(Image object location entries)
☆ ☆ ☆
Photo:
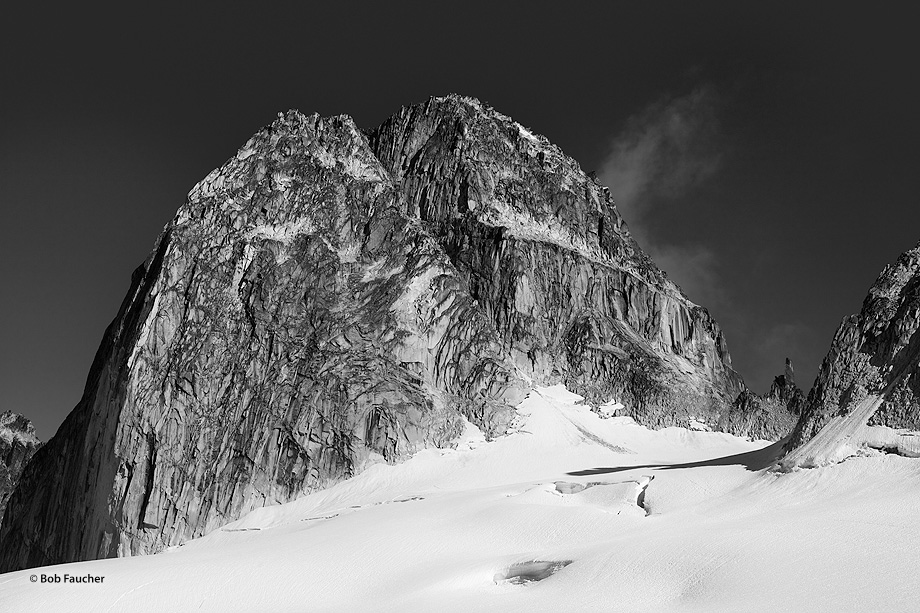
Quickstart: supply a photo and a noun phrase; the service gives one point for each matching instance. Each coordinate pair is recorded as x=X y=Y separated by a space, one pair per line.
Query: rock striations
x=867 y=393
x=331 y=297
x=18 y=444
x=769 y=417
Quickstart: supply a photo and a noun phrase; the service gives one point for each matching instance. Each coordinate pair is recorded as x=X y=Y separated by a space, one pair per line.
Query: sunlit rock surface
x=867 y=393
x=551 y=263
x=18 y=443
x=330 y=298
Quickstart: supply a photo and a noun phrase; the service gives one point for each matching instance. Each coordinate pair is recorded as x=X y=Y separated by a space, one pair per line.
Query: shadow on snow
x=751 y=460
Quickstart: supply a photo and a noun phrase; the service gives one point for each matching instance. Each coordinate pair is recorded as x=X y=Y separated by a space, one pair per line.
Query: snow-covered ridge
x=541 y=520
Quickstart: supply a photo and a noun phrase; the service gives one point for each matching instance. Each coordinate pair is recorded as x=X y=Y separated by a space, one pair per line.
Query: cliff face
x=769 y=417
x=551 y=263
x=867 y=393
x=18 y=444
x=327 y=299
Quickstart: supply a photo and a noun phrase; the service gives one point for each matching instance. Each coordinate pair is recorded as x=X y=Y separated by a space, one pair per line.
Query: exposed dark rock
x=522 y=573
x=769 y=417
x=327 y=299
x=543 y=250
x=875 y=354
x=18 y=443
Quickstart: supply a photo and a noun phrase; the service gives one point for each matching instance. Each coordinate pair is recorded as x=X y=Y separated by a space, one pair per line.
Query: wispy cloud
x=663 y=152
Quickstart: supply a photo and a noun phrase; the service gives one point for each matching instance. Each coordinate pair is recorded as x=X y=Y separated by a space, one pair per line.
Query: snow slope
x=622 y=518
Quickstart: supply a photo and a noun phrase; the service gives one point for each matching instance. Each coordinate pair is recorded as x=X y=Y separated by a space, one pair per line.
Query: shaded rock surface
x=18 y=443
x=873 y=366
x=331 y=297
x=768 y=417
x=543 y=250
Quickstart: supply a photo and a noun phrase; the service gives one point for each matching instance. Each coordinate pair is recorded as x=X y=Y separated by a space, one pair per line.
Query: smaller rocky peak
x=16 y=428
x=772 y=416
x=18 y=443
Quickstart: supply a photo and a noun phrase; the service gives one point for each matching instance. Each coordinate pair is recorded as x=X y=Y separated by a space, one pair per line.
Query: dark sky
x=768 y=152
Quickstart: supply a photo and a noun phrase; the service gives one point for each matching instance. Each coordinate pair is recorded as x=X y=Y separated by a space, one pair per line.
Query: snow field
x=719 y=531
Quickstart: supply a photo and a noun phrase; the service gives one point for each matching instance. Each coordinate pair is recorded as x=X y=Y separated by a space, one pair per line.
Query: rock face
x=552 y=265
x=18 y=444
x=867 y=393
x=330 y=298
x=769 y=417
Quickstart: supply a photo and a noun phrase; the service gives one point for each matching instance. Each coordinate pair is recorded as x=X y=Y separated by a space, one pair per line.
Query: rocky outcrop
x=551 y=263
x=18 y=443
x=867 y=393
x=770 y=417
x=330 y=298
☆ ☆ ☆
→ **Directions for this task**
Pull out every line of the records that contains the word "snow".

→ **Complete answer**
Query: shadow on snow
Query: snow-covered ridge
Query: snow slope
Query: snow field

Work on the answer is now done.